-- Start Supplied information --

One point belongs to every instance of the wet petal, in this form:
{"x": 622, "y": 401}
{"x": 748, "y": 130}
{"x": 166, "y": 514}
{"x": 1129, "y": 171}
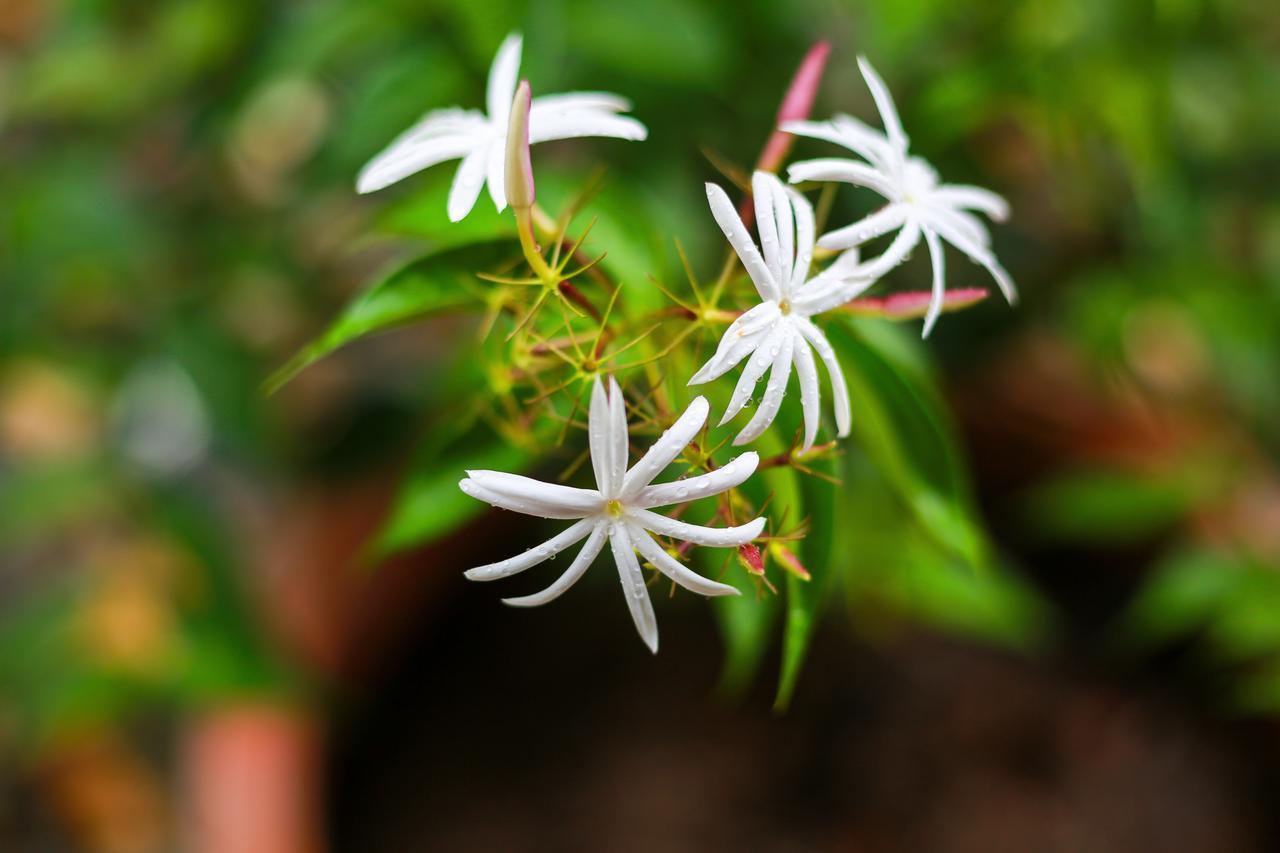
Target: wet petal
{"x": 539, "y": 553}
{"x": 670, "y": 566}
{"x": 575, "y": 571}
{"x": 723, "y": 478}
{"x": 668, "y": 446}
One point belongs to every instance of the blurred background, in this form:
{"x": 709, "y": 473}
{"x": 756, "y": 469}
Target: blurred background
{"x": 197, "y": 653}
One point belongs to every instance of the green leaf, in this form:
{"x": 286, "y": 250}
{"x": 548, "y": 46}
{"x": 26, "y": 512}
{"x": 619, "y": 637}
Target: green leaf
{"x": 432, "y": 284}
{"x": 1107, "y": 506}
{"x": 430, "y": 503}
{"x": 817, "y": 500}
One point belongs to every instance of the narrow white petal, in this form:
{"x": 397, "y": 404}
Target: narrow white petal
{"x": 849, "y": 132}
{"x": 577, "y": 123}
{"x": 695, "y": 533}
{"x": 958, "y": 238}
{"x": 617, "y": 436}
{"x": 503, "y": 74}
{"x": 598, "y": 438}
{"x": 497, "y": 178}
{"x": 964, "y": 222}
{"x": 634, "y": 588}
{"x": 666, "y": 448}
{"x": 670, "y": 566}
{"x": 839, "y": 391}
{"x": 940, "y": 274}
{"x": 403, "y": 159}
{"x": 723, "y": 478}
{"x": 786, "y": 226}
{"x": 575, "y": 571}
{"x": 867, "y": 228}
{"x": 767, "y": 223}
{"x": 531, "y": 497}
{"x": 739, "y": 340}
{"x": 810, "y": 395}
{"x": 824, "y": 293}
{"x": 466, "y": 183}
{"x": 846, "y": 170}
{"x": 896, "y": 252}
{"x": 755, "y": 368}
{"x": 804, "y": 238}
{"x": 727, "y": 356}
{"x": 728, "y": 220}
{"x": 885, "y": 104}
{"x": 539, "y": 553}
{"x": 773, "y": 392}
{"x": 960, "y": 195}
{"x": 568, "y": 101}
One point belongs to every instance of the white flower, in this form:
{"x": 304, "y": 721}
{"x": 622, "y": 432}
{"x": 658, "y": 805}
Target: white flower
{"x": 777, "y": 332}
{"x": 479, "y": 140}
{"x": 618, "y": 510}
{"x": 918, "y": 205}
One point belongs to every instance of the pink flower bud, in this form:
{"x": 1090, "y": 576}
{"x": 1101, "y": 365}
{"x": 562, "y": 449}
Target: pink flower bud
{"x": 520, "y": 169}
{"x": 795, "y": 105}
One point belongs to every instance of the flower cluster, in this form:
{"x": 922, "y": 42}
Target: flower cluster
{"x": 796, "y": 274}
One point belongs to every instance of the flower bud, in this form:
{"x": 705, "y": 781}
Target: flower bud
{"x": 520, "y": 169}
{"x": 795, "y": 105}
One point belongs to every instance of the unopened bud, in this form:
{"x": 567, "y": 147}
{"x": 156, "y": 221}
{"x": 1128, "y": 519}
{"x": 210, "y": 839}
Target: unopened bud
{"x": 520, "y": 169}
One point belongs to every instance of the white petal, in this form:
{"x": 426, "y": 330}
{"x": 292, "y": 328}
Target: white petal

-- End Supplied information --

Problem requirements
Copy out every line of the records above word for word, leaving the pictures out of your answer.

Output below
One point belongs to every instance of the wet petal, in this form:
{"x": 622, "y": 401}
{"x": 748, "y": 130}
{"x": 166, "y": 514}
{"x": 1129, "y": 171}
Target: wet petal
{"x": 539, "y": 553}
{"x": 670, "y": 566}
{"x": 575, "y": 571}
{"x": 723, "y": 478}
{"x": 668, "y": 446}
One point belongs to every instance of the blurred background, in this form:
{"x": 709, "y": 473}
{"x": 756, "y": 469}
Target: blurred background
{"x": 197, "y": 653}
One point belongs to every instance of the green leaf, in this form:
{"x": 286, "y": 250}
{"x": 548, "y": 46}
{"x": 26, "y": 512}
{"x": 619, "y": 637}
Target: green leaf
{"x": 432, "y": 284}
{"x": 1107, "y": 506}
{"x": 430, "y": 503}
{"x": 817, "y": 500}
One point belongs to every instance of the narrow white petal, in this form:
{"x": 397, "y": 404}
Target: narrow white petal
{"x": 849, "y": 132}
{"x": 577, "y": 123}
{"x": 695, "y": 533}
{"x": 958, "y": 238}
{"x": 617, "y": 436}
{"x": 503, "y": 74}
{"x": 598, "y": 438}
{"x": 497, "y": 178}
{"x": 964, "y": 222}
{"x": 634, "y": 588}
{"x": 666, "y": 448}
{"x": 670, "y": 566}
{"x": 839, "y": 391}
{"x": 940, "y": 274}
{"x": 403, "y": 159}
{"x": 723, "y": 478}
{"x": 786, "y": 226}
{"x": 575, "y": 571}
{"x": 867, "y": 228}
{"x": 767, "y": 223}
{"x": 531, "y": 497}
{"x": 739, "y": 340}
{"x": 810, "y": 395}
{"x": 824, "y": 293}
{"x": 466, "y": 183}
{"x": 846, "y": 170}
{"x": 896, "y": 252}
{"x": 755, "y": 368}
{"x": 804, "y": 238}
{"x": 727, "y": 356}
{"x": 728, "y": 220}
{"x": 885, "y": 104}
{"x": 539, "y": 553}
{"x": 773, "y": 392}
{"x": 960, "y": 195}
{"x": 568, "y": 101}
One point belongs to every instance of the white flower, in this form:
{"x": 304, "y": 721}
{"x": 622, "y": 432}
{"x": 658, "y": 805}
Target: white flower
{"x": 777, "y": 332}
{"x": 479, "y": 140}
{"x": 618, "y": 510}
{"x": 918, "y": 205}
One point belongs to every instance of the pink flower bud, in this form:
{"x": 1090, "y": 576}
{"x": 1101, "y": 365}
{"x": 562, "y": 449}
Target: pink flower bud
{"x": 520, "y": 169}
{"x": 795, "y": 105}
One point belongs to every instance of the flower cluster, in this form:
{"x": 922, "y": 42}
Target: flower cluster
{"x": 796, "y": 274}
One point belongs to every instance of the flower bud, in this form:
{"x": 705, "y": 781}
Target: flower bud
{"x": 520, "y": 169}
{"x": 795, "y": 105}
One point belongs to every instance of the unopened bud, in this form:
{"x": 567, "y": 147}
{"x": 156, "y": 221}
{"x": 1128, "y": 519}
{"x": 210, "y": 839}
Target: unopened bud
{"x": 520, "y": 169}
One point belongs to every instance of the white petal, in this form:
{"x": 426, "y": 330}
{"x": 292, "y": 328}
Target: white petal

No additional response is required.